Задания:
#1 Ответьте на вопросы по фрагменту о положении российского общества.
(а) На сколько процентов, по сообщению Росстата, сократилась рождаемость в России в первом полугодии 2022 года?
(б) С какой скоростью сокращается численность населения?
(в) Что эксперты считают главной причиной негативных явлений?
#2 Перепишите дословно часть фрагмента о положении российского общества от слов "Главной причиной этих" до слов "мотором его развития." включительно.

:: Фрагмент текста ::

Статистические данные сигнализируют о высокой степени неблагополучия российского общества. В первом полугодии 2022 года рождаемость в России сократилась на 6,3 процента, сообщил Росстат. В целом численность населения сокращается со скоростью 2300 человек в день. Институт семьи разрушается: количество разводов приближается к числу заключаемых браков. Углубляется мировоззренческая пропасть между старшим поколением и молодёжью. Социальные психологи говорят о росте проявлений аномии и девиантного поведения: алкоголизма, наркомании, гемблинга и иных способов ухода от действительности.
Главной причиной этих негативных явлений эксперты считают бедность. То есть люди разводятся, не рожают детей и не занимаются их воспитанием, злоупотребляют алкоголем, становятся наркоманами и игроманами, и всё это исключительно из-за бедности. Поэтому исправлять ситуацию предлагается путём адресной помощи нуждающимся группам населения и наращивания численности среднего класса (каким образом, не уточняется), который принято считать основой общества и мотором его развития.

:::
:: Перечень данных ::

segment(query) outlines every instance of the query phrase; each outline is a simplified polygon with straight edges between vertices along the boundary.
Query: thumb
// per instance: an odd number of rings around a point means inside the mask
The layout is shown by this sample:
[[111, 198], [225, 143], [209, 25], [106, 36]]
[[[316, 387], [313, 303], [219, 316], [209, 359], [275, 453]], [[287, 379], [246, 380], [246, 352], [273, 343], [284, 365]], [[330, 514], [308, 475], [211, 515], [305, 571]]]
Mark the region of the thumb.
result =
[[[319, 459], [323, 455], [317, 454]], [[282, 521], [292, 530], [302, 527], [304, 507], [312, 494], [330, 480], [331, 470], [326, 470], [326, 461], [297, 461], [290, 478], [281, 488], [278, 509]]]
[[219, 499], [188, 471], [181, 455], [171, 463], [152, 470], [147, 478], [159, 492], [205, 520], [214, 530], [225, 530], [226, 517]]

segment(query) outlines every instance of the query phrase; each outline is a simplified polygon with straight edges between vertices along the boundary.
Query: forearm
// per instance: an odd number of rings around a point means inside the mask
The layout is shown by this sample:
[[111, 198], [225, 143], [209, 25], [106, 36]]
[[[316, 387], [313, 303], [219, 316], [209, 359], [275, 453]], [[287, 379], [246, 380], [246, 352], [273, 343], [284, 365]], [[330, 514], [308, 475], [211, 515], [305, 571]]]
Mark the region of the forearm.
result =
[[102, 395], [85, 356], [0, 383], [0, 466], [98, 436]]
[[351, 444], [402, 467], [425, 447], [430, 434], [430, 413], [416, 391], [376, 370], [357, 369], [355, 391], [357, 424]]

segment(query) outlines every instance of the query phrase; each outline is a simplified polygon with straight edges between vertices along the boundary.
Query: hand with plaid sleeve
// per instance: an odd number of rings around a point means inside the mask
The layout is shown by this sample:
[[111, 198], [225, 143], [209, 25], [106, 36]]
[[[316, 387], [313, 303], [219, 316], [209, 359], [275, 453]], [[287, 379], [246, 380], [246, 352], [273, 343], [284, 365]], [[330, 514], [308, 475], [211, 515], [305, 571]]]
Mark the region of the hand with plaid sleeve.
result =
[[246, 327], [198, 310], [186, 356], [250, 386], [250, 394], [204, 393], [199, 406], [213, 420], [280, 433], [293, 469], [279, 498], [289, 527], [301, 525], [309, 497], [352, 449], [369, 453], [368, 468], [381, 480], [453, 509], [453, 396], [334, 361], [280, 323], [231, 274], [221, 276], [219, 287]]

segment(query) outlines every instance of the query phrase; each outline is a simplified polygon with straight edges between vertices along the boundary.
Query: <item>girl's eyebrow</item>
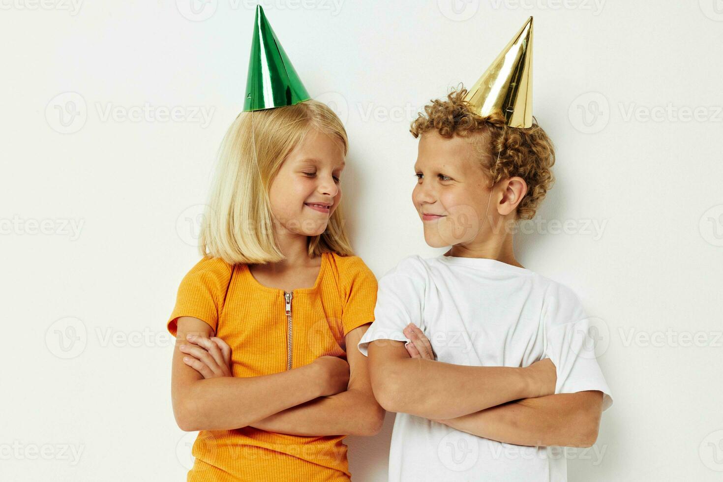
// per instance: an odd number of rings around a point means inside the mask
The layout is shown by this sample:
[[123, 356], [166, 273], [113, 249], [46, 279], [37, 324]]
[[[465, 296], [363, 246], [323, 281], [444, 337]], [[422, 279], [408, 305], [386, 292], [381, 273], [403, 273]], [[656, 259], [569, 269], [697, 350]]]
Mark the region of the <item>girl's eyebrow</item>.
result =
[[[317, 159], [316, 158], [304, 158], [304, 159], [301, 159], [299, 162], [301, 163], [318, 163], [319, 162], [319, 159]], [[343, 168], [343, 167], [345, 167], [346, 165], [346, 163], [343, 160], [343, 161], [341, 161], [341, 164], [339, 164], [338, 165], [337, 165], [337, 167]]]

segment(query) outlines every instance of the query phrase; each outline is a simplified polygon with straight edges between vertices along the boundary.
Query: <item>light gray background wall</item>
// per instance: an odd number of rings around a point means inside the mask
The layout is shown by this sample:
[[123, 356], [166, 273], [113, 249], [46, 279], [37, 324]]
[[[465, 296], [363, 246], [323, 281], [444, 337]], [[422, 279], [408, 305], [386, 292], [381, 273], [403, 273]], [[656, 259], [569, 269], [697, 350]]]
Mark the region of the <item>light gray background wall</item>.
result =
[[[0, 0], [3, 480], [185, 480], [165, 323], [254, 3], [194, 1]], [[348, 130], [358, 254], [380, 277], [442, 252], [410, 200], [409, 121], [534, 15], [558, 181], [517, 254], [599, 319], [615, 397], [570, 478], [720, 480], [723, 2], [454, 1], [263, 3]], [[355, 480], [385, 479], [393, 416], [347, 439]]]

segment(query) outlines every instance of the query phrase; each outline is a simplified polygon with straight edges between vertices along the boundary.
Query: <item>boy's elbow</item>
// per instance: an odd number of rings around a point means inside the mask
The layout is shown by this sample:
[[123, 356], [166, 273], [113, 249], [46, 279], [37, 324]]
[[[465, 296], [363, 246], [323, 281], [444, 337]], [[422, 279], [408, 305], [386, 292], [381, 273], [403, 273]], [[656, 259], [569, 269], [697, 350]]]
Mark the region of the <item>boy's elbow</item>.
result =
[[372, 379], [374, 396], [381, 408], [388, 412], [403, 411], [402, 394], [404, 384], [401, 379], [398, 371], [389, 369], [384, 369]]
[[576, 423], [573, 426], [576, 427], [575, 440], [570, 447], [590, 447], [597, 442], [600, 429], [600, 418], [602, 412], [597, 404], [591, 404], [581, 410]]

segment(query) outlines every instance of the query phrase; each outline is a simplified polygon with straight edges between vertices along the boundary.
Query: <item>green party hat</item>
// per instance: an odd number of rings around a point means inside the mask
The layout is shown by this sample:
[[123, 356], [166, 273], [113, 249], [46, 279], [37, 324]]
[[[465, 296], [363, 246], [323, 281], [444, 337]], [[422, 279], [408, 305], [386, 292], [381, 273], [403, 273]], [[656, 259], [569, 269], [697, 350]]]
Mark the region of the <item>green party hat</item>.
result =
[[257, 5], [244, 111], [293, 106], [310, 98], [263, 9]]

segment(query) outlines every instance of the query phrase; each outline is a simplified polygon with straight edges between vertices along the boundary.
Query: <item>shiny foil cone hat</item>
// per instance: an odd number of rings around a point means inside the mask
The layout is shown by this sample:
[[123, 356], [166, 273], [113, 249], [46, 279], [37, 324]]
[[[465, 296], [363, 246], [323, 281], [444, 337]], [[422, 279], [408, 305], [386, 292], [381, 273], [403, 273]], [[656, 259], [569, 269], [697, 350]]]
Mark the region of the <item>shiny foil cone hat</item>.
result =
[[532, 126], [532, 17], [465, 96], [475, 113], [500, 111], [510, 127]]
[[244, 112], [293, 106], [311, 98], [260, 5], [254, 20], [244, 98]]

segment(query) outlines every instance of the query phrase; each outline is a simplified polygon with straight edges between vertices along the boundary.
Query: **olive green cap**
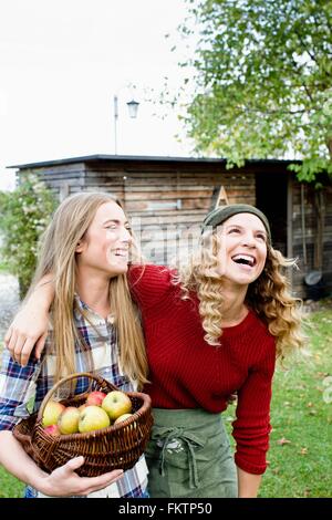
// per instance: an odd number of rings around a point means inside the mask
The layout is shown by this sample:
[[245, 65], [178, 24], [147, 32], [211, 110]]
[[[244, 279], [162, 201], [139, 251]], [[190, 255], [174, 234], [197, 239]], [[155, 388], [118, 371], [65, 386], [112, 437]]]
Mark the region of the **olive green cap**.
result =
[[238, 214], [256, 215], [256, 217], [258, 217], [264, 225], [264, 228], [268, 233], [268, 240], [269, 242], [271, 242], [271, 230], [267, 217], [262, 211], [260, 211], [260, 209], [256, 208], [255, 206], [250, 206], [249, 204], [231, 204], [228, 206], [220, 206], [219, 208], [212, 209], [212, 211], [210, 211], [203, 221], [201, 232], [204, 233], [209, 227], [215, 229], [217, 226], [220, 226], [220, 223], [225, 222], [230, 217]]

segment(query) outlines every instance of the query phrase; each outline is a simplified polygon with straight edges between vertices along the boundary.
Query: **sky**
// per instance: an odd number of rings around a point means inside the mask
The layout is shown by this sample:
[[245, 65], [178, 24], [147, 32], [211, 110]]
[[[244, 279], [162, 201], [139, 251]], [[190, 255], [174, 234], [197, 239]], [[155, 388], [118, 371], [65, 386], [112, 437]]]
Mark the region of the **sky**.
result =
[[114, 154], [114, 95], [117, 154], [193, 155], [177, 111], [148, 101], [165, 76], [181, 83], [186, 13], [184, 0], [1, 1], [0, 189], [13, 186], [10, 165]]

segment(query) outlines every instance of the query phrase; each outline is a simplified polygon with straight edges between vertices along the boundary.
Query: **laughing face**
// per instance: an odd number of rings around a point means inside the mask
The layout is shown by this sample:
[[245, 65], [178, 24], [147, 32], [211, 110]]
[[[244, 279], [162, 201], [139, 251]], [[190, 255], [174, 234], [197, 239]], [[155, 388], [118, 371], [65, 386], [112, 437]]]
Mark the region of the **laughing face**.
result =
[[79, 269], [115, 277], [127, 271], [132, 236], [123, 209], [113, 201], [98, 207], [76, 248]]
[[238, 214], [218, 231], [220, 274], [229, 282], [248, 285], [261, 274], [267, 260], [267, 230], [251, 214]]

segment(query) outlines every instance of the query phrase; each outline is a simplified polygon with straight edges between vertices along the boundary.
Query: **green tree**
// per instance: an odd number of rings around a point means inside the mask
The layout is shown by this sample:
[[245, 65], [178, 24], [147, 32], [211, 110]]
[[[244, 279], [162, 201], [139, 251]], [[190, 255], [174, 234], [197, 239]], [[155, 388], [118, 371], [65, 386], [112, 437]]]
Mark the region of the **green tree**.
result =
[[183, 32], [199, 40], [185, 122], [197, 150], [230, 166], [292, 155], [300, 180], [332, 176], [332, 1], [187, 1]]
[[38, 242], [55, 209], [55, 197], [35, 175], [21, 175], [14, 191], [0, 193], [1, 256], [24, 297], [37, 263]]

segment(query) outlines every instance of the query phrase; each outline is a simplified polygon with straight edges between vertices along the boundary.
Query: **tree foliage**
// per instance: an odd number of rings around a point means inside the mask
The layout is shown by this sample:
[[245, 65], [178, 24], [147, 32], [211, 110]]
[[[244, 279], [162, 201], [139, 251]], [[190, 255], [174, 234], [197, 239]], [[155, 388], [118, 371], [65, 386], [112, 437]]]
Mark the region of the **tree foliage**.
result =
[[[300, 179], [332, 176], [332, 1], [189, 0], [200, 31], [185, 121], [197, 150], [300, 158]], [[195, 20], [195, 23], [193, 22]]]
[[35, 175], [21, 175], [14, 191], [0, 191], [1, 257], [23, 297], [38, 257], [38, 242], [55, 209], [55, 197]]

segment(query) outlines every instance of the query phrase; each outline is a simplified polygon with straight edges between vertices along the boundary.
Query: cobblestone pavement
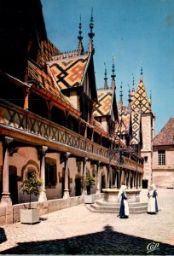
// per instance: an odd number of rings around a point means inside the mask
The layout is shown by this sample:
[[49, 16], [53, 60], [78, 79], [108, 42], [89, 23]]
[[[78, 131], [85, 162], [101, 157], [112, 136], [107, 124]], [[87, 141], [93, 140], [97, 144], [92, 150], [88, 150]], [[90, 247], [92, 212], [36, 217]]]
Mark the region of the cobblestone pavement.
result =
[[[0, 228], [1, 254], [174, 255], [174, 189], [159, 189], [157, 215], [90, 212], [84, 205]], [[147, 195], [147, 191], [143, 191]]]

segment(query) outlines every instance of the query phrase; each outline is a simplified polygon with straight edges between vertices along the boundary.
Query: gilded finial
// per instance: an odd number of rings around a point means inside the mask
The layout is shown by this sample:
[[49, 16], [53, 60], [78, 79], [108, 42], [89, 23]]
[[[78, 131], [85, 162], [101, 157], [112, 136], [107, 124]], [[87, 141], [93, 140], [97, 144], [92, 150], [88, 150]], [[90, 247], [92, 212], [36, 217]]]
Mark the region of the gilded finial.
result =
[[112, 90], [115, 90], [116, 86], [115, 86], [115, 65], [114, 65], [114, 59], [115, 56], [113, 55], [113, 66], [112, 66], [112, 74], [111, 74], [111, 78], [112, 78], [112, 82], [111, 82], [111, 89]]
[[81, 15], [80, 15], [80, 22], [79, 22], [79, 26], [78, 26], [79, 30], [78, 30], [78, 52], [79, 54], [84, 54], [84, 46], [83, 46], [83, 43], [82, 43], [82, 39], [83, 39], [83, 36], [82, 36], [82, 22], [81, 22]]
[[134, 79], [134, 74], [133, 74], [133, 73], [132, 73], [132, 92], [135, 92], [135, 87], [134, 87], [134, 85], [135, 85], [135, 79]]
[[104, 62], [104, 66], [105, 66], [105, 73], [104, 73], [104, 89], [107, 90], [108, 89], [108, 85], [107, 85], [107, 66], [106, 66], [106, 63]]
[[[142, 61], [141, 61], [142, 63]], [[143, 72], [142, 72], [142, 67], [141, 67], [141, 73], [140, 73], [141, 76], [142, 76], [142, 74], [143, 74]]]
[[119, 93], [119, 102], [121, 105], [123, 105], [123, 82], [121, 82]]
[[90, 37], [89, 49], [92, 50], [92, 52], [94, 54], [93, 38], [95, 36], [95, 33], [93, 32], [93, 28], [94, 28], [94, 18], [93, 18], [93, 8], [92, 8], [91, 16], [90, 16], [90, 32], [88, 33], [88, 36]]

:::

Ключи к заданиям:
#1
(а) На 6,3 процента.
(б) 2300 человек в день.
(в) Бедность.

#2
Главной причиной этих негативных явлений эксперты считают бедность. То есть люди разводятся, не рожают детей и не занимаются их воспитанием, злоупотребляют алкоголем, становятся наркоманами и игроманами, и всё это исключительно из-за бедности. Поэтому исправлять ситуацию предлагается путём адресной помощи нуждающимся группам населения и наращивания численности среднего класса (каким образом, не уточняется), который принято считать основой общества и мотором его развития.